## Data to examine
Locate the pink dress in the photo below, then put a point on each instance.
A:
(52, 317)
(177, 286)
---
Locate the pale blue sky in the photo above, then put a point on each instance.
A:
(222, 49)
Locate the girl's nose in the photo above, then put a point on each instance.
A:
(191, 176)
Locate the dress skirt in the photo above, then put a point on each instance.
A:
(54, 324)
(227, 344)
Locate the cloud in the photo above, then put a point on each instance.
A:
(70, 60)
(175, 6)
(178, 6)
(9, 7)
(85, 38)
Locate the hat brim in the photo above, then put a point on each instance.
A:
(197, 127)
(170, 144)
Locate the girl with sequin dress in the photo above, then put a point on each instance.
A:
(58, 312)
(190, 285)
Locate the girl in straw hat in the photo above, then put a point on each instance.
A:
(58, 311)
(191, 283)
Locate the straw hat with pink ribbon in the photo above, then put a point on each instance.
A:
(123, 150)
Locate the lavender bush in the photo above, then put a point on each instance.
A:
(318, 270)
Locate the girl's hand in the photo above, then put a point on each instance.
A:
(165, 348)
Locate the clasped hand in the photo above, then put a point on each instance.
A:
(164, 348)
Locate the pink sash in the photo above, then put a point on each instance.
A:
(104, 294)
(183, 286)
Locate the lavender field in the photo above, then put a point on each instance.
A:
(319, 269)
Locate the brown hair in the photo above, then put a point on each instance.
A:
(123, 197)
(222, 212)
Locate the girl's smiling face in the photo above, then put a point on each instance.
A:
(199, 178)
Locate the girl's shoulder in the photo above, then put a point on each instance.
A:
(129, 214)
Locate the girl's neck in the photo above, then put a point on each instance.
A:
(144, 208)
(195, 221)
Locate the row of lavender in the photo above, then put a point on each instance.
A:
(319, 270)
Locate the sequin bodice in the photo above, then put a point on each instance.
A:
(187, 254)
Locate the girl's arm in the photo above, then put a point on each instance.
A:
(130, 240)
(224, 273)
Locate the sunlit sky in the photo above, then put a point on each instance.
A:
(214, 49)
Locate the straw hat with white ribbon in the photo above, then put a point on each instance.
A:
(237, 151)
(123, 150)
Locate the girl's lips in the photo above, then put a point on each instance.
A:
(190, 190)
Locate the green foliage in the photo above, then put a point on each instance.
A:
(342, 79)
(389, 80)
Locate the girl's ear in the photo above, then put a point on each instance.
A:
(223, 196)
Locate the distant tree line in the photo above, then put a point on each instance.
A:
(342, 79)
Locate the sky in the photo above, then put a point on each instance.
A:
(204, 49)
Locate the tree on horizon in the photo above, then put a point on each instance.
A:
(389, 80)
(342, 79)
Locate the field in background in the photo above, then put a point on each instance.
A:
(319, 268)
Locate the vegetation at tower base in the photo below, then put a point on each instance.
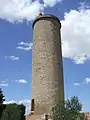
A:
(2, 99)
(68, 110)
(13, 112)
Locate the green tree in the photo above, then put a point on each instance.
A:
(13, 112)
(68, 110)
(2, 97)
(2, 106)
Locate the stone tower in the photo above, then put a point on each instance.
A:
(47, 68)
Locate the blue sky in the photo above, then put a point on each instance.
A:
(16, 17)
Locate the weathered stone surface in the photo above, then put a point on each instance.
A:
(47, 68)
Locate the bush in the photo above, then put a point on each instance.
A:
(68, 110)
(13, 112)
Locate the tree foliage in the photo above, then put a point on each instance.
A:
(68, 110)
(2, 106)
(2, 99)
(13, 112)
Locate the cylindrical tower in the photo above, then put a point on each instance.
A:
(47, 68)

## Task directions
When you reach the line with "Locate the girl with" in the records above, start writing out lines exactly, and stop once the line with "Locate the girl's hand" has been written; include nothing else.

## Completed exercise
Locate the girl with sequin dress in the photo above, then put a point on each instance.
A:
(58, 312)
(190, 285)
Locate the girl in straw hat in the photo above, then put a point on each instance.
A:
(58, 311)
(191, 283)
Locate the straw hat with pink ribbon in the photo above, then put a point on each instance.
A:
(123, 150)
Locate the lavender bush in the photo above, then put a point on each instance.
A:
(318, 270)
Locate the girl's hand in the photo above, then put a point on each instance.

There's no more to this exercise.